# Exercise requirements
All records should be reproduced verbatim.

# Data
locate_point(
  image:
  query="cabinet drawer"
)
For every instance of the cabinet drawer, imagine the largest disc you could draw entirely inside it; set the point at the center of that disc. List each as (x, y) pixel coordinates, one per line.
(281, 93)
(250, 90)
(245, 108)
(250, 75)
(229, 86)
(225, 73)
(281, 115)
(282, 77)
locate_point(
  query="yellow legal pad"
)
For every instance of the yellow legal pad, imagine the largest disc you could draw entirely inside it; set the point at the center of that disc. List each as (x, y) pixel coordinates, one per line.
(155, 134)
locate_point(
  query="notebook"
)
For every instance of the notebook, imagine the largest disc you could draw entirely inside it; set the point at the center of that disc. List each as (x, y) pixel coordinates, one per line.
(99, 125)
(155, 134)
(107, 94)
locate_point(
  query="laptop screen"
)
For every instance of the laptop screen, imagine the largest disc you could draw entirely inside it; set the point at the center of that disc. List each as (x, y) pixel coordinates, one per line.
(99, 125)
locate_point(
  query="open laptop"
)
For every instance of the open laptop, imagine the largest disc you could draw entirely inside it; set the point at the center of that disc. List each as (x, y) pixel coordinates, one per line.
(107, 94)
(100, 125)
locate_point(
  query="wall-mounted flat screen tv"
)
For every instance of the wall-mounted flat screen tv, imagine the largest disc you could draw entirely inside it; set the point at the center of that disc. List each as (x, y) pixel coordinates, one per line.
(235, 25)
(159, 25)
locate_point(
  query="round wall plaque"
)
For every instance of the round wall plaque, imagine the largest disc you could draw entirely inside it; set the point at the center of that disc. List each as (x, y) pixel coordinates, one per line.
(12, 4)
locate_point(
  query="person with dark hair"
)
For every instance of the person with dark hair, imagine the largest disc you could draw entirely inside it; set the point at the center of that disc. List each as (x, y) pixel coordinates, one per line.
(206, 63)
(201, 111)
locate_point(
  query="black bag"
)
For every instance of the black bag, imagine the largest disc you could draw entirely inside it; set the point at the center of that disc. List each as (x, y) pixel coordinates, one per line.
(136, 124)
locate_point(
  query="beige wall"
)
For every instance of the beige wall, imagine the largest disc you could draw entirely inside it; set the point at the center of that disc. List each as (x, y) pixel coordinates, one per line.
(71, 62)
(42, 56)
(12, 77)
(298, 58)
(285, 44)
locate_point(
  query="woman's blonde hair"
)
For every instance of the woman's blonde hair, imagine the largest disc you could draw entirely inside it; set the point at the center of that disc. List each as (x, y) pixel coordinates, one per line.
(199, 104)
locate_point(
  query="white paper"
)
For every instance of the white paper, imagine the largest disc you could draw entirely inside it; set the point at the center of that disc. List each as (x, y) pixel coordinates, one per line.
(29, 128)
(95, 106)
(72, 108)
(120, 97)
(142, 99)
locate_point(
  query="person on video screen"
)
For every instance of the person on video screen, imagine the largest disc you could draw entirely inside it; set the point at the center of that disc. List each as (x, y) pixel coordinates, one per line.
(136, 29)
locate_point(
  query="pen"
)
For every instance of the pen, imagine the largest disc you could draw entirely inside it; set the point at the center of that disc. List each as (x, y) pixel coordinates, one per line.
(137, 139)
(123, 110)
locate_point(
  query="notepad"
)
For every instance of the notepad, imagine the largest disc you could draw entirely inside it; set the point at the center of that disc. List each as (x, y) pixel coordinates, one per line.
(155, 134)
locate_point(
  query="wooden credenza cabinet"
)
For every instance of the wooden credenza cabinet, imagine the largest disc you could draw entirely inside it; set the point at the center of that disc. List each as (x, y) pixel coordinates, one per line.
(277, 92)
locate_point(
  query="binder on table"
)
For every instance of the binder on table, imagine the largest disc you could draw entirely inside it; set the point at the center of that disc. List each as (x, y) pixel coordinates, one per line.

# Solution to the exercise
locate_point(
  image:
  query="cabinet drawer"
)
For every instance of the cabinet drawer, imagine the largest disc you could draw entirely inside it; set the point at the center of that disc. List each as (x, y) pixel coordinates, one per line.
(281, 93)
(250, 90)
(245, 108)
(250, 75)
(229, 86)
(225, 73)
(281, 115)
(282, 77)
locate_point(
  query="yellow legal pad"
)
For every instance of the yellow legal pad, imagine the largest disc you could draw entirely inside it; set the point at the center of that disc. List each as (x, y) pixel coordinates, one per line.
(155, 134)
locate_point(
  query="notebook"
)
For every instance of the notebook, imagine the largest disc you could draw entirely inside it; set the point at the center of that disc. List each as (x, y) pixel coordinates, one per line.
(99, 125)
(155, 134)
(107, 94)
locate_point(
  query="laptop screen"
)
For every instance of the laptop screen, imagine the largest disc you could draw entirely inside it; set the point at the center of that disc. List each as (x, y) pixel coordinates, one per line.
(99, 125)
locate_point(
  query="open laptop"
)
For every instance of the open laptop, imagine the largest disc you could draw entirely inside it; set the point at the center of that disc. List each as (x, y) pixel coordinates, one per line.
(107, 94)
(100, 125)
locate_point(
  query="wall-mounted flat screen tv"
)
For every instance of the wall-mounted flat screen tv, imagine the largest disc you could draw entirely inside it; set the point at the center of that disc. List each as (x, y) pixel coordinates, one per line.
(235, 25)
(159, 25)
locate_point(
  query="round wall plaque"
)
For every instance of the round wall plaque, imagine the largest disc you could draw entirely inside it; set the point at the center of that disc. List each as (x, y) pixel coordinates, one per line.
(12, 4)
locate_point(
  query="person with dark hair"
)
For every instance of the person with dark hair, imagine the largest disc you could draw entirely inside it; set the point at the center of that disc. List each as (x, y) pixel coordinates, one per line.
(206, 63)
(201, 111)
locate_point(
  query="black bag"
)
For every instance of the black bag, imagine the largest disc you could draw entirely inside it; set the point at the center of that disc. List each as (x, y) pixel coordinates, one per line.
(136, 124)
locate_point(
  query="beige wall"
)
For every instance of the beige wall, imagine the largest disc you could draw entirely inside it; set the point at the center of that disc. List each as (x, y) pixel coordinates, one per line.
(71, 62)
(42, 56)
(12, 77)
(298, 58)
(285, 44)
locate_point(
  query="woman's blonde hair"
)
For every instance of the woman's blonde hair, imagine the largest disc you could draw entirely inside it; set the point at the center of that disc. List each as (x, y) pixel coordinates, one per line.
(199, 104)
locate_point(
  query="white paper"
)
For every instance of the white paper, imagine the largest disc you could draw entirely inside it; set the point at the center of that disc. List each as (x, y) pixel coordinates, one per line.
(29, 128)
(95, 106)
(72, 108)
(120, 97)
(142, 99)
locate_point(
  query="person on video screen"
)
For every instance of the person on video screen, imagine the largest disc you could draw entirely inside it; set the point at the center of that disc. List each as (x, y) pixel coordinates, one per line.
(136, 29)
locate_point(
  query="pen"
)
For every instance of the pen, imagine the largest disc you could draw entirely inside it; set the point at the center of that disc. List each as (x, y) pixel coordinates, one per line.
(137, 139)
(123, 110)
locate_point(
  query="notepad"
)
For every instance of the notepad, imagine the largest disc you could draw entirely inside it; set the point at the center of that disc. List each as (x, y) pixel coordinates, one per line.
(155, 134)
locate_point(
  query="wooden credenza cabinet"
)
For every instance of the wooden credenza cabinet, imagine the largest disc you could draw entirely inside it; set the point at the center of that disc. List each as (x, y) pixel coordinates, one per line.
(277, 92)
locate_point(
  query="binder on table"
)
For every instance of the binder on table, imagine the largest disc you could draw entirely inside it; set the point at the center of that disc. List each as (x, y) pixel coordinates, one per line.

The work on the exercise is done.